Kaнт причисляет стремление к свободе к врожденным страстям человека в отличие от созданных людьми (честолюбия, властолюбия, скупости и т. д.). Врожденных страстей, Кант всего полагает две: половая наклонность и наклонность к свободе. Как ни странно такое сопоставление, но обе эти наклонности имеют то общее, что они одинаково примитивны и сильны, но первая выходит из потребностей тела, а вторая — явно из потребностей души как необходимый логический спутник стремления к деятельности. Кант готов, кажется, потребность свободы поставить в число потребностей растительных органических процессов; но мы видим, что чувство свободы есть не более, как первая форма отражения в чувстве стремления к деятельности, или, лучше сказать, процесса деятельности в обоих его моментах; чувство удовольствия или неудовольствия будет уже только второй формой. Бэн тоже приходит к этой мысли (Emotion and the Will. P. 58) и начинает исчисление душевных чувств с чувства, связанного с свободным выражением душевного движения (vent of Emotion) и с противоположным выражением задержанного или остгановленного движения; но странно, что он не дает всего значения этой мысли, какое бы она должна иметь. Но принадлежит ли она сама к чувству удовольствия или неудовольствия? Нет, мы ясно его отличаем. Прекращение долговременно и сильно мучившей нас боли само по себе не дает никакого чувства; это только прямое отрицание чувства боли; но если ничто не доставляет нам столько счастья, как прекращение долговременной боли, то это именно потому, что боль не только заставляла нас страдать, но мешала нашей душевной деятельности, отымала у нас свободу мыслить, чувствовать и действовать, как мы хотим или как мы привыкли. Слабая зубная боль, короткий промежуток которой вовсе не так мучителен, способна довести до отчаяния именно как помеха душевному процессу. Конечно, чувство стеснения по большей части сопровождается неудовольствием, но бывает и наоборот: так, человек нерешительный бывает иногда радехонек подчиниться чужой воле и даже посулу какой-нибудь приметы или гадания и истинно страдает, когда ему предоставляют свободу действовать, — это уже будет, конечно, извращение природного стремления, как извращаем мы даже стремления, вытекающие из процессов нашего телесного организма.

:: Исходные данные ::
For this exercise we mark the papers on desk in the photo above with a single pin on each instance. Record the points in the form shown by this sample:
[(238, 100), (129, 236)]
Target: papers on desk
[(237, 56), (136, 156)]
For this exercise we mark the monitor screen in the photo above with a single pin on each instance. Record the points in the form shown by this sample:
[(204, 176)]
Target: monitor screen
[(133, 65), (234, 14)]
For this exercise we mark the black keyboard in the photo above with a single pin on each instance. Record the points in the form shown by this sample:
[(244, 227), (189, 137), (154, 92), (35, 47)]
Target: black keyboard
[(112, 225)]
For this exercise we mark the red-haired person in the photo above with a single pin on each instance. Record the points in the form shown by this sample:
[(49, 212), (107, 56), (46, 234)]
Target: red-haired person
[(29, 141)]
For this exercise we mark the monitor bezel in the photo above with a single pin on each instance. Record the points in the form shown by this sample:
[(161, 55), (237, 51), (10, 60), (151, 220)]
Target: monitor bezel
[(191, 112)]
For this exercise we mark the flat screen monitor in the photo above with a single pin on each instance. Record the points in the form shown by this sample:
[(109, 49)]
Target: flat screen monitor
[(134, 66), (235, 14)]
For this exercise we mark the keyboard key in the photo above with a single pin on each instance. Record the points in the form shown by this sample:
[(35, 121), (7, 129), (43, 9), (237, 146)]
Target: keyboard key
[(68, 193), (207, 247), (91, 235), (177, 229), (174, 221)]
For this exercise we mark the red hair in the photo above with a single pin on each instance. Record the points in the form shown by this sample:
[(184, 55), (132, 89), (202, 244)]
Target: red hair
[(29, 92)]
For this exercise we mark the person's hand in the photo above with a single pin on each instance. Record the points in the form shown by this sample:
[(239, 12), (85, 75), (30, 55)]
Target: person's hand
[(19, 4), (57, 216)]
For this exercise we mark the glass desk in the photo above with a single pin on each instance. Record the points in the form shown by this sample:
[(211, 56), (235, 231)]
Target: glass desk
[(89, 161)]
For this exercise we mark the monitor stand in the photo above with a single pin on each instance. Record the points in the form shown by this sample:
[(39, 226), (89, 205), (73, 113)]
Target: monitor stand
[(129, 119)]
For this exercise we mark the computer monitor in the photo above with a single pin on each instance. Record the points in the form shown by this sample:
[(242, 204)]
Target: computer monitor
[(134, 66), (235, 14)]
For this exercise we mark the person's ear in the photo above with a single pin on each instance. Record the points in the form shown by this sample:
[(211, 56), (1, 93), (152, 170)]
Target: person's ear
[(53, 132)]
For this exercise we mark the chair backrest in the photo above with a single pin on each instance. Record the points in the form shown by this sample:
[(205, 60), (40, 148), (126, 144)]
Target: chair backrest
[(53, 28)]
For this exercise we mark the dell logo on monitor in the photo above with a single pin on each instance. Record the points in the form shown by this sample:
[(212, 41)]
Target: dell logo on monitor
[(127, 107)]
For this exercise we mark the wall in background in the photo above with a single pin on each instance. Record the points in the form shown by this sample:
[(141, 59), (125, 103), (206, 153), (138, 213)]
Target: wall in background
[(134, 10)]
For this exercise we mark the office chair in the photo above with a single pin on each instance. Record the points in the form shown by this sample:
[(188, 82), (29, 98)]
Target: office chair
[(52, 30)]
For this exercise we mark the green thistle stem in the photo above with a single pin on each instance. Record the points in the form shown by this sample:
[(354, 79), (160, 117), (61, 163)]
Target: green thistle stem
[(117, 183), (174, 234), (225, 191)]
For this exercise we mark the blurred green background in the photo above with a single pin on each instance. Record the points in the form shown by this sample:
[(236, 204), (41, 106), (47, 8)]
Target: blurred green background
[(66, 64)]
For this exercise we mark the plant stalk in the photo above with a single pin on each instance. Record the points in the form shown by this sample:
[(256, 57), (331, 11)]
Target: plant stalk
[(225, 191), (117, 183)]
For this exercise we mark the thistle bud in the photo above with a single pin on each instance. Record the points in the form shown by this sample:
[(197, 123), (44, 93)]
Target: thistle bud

:: Что нужно сделать ::
**a.** Перепишите без изменений записи от их начала до строки с «[(237, 56), (136, 156)]» включительно.
**b.** Напишите, пожалуйста, продолжение текста о стремлении человека к свободе.

:: Итоговые результаты ::
**a.**
For this exercise we mark the papers on desk in the photo above with a single pin on each instance. Record the points in the form shown by this sample:
[(238, 100), (129, 236)]
Target: papers on desk
[(237, 56), (136, 156)]

**b.**
Стремление к свободе и душевное чувство стеснения и свободы так совпадают с стремлением к деятельности, что их можно бы принять за одно и то же, однако же мы видим, что это не одно и то же. В чувстве свободы нет другого содержания, кроме свободы же, но самое это чувство испытываем мы, когда представляется какому-нибудь нашему стремлению помеха и мы ее преодолеваем. Если бы не было этих стремлений, мы не испытали бы ни чувства стеснения, ни чувства свободы. Конечно, энтузиазм свободы может иногда дорасти до того, что мы поставим его так же, как ставили наслаждение выше самой деятельности, выше жизни; такое стремление к свободе ради только свободы выразилось ясно во время первой французской революции, что побудило даже Гегеля (Werke Hegel’s) создать для этой эпохи особый исторический момент произвола, т. е. воли, выкидывающей всякое содержание, обращающейся ко всякому содержанию как стеснению, но сам философ видит в этом моменте только момент переходный, а мы видим уклонение, может быть и необходимое, временное уклонение от человеческой нормы, как и искание деятельности для удовольствий или уловления наслаждений с избежанием страданий. Свобода, выбрасывающая из себя всякое стеснение, отворачивающаяся от всякого стремления или стеснения, есть стремление пустое, само себя отрицающее, ложный призрак; таково стремление экстрастоиков не подчиняться никакому стремлению, чтобы удержать свою свободу: это была мечта, на деле же они становились циниками, т. е. такими же рабами телесных стремлений, как и животное, по которому они получили свое название.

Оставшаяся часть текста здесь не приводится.